A faca talvez tenha sido a lâmina de maior utilidade pois servia a muitos
fins, como matar, esfolar e retalhar pequenas criações, castrar animais
e, vez por outra, homens, cortar couro e tecidos para a produção de arreios e
roupas, retirar balas alojadas em seus corpos, descascar frutas, cortar queijo
e o que mais fosse necessário. Estas facas apresentavam características muito
diversas umas das outras e algumas eram verdadeiras obras de arte muitíssimo
trabalhadas. Apresentavam lâminas de cerca de 20 a 30 cm com cabos
caprichosamente executados por alguns cuteleiros que se tornaram famosos, casos
da família Caroca na Paraíba e da família Pereira no Cariri cearense.
Eram cabos compostos por pequenos discos de materiais diversos como chifre bovino,
caprino ou ovino, madeira, prata, cobre, níquel, alpaca, marfim, osso e
eventualmente até ouro. No entanto, o uso deste metal estava longe de ser a
regra. Comumente, para o uso cotidiano, as facas eram lâminas simples e com
cabo de madeira ordinária, especialmente com o advento da industrialização por
volta de 1930, fato que colaborou bastante para a extinção da cutelaria
artística como era até então conhecida. Era mais importante que seu aço pegasse
bom fio do que tivesse alto senso estético. Estas também pouco apareciam
na indumentária do cangaço. Quase sempre estavam guardadas no cós da calça, nas
costas, ou na mesma posição do facão, ou seja, sob as axilas.

Entradas de dados armazenados:
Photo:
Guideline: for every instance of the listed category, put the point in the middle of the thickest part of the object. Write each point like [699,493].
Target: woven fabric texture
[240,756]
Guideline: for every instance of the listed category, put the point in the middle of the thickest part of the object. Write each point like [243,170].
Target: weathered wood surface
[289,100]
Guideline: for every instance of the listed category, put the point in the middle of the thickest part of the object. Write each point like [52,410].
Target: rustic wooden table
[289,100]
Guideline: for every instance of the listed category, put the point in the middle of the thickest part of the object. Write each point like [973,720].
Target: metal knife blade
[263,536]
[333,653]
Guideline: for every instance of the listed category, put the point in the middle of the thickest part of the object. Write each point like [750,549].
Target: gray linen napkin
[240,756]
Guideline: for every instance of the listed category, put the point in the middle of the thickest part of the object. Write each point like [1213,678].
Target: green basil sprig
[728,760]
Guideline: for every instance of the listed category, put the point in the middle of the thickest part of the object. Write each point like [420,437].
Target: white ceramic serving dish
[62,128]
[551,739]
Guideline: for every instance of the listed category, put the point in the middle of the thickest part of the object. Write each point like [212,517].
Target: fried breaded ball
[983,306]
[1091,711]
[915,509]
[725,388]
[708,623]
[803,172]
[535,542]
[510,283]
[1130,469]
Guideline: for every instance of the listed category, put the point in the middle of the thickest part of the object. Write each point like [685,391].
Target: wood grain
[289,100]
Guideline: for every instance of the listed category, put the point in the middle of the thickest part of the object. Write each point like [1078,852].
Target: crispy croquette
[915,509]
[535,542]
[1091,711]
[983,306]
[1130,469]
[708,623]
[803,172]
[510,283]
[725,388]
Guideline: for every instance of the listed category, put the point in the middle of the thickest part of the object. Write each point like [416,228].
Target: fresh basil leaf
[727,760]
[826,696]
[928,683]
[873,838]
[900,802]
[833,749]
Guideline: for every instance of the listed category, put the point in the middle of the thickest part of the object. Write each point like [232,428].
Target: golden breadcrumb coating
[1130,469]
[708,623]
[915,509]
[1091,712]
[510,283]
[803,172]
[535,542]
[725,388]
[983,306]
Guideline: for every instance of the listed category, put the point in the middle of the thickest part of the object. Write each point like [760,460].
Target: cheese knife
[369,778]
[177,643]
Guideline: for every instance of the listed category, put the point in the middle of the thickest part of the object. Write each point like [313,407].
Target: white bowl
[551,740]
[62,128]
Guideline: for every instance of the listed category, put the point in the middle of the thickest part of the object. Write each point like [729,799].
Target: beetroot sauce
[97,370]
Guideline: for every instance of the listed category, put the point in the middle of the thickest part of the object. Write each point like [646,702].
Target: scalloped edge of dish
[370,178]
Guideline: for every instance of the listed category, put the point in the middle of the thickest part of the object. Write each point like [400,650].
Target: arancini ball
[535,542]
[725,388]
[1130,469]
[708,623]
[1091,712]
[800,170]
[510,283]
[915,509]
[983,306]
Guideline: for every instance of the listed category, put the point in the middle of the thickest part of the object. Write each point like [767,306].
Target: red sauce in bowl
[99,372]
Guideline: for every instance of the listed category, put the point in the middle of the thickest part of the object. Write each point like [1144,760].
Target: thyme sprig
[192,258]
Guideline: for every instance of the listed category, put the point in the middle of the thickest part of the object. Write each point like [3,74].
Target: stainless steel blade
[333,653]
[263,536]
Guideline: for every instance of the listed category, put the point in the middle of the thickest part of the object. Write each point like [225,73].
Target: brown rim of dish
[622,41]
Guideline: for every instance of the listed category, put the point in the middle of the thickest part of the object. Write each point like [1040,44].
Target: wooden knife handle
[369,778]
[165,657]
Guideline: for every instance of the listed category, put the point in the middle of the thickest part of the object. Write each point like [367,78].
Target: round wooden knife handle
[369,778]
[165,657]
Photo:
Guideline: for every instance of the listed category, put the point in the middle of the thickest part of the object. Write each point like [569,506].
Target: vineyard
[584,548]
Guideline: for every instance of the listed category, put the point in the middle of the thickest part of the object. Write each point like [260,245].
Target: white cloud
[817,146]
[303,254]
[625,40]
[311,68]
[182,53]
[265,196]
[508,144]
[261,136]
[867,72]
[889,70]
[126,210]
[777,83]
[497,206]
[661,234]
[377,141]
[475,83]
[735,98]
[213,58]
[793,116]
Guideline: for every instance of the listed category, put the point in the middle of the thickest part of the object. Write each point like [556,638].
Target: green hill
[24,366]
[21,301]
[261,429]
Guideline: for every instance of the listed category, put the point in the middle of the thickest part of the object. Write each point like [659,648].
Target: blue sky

ENUNCIADO DA TAREFA: No texto sobre as facas, substitua "cuteleiros" por "artesãos" no trecho que vai de "A faca talvez" até "no Cariri cearense.", inclusive, e apresente esse trecho com a alteração.

RESPOSTA DA TAREFA:
A faca talvez tenha sido a lâmina de maior utilidade pois servia a muitos
fins, como matar, esfolar e retalhar pequenas criações, castrar animais
e, vez por outra, homens, cortar couro e tecidos para a produção de arreios e
roupas, retirar balas alojadas em seus corpos, descascar frutas, cortar queijo
e o que mais fosse necessário. Estas facas apresentavam características muito
diversas umas das outras e algumas eram verdadeiras obras de arte muitíssimo
trabalhadas. Apresentavam lâminas de cerca de 20 a 30 cm com cabos
caprichosamente executados por alguns artesãos que se tornaram famosos, casos
da família Caroca na Paraíba e da família Pereira no Cariri cearense.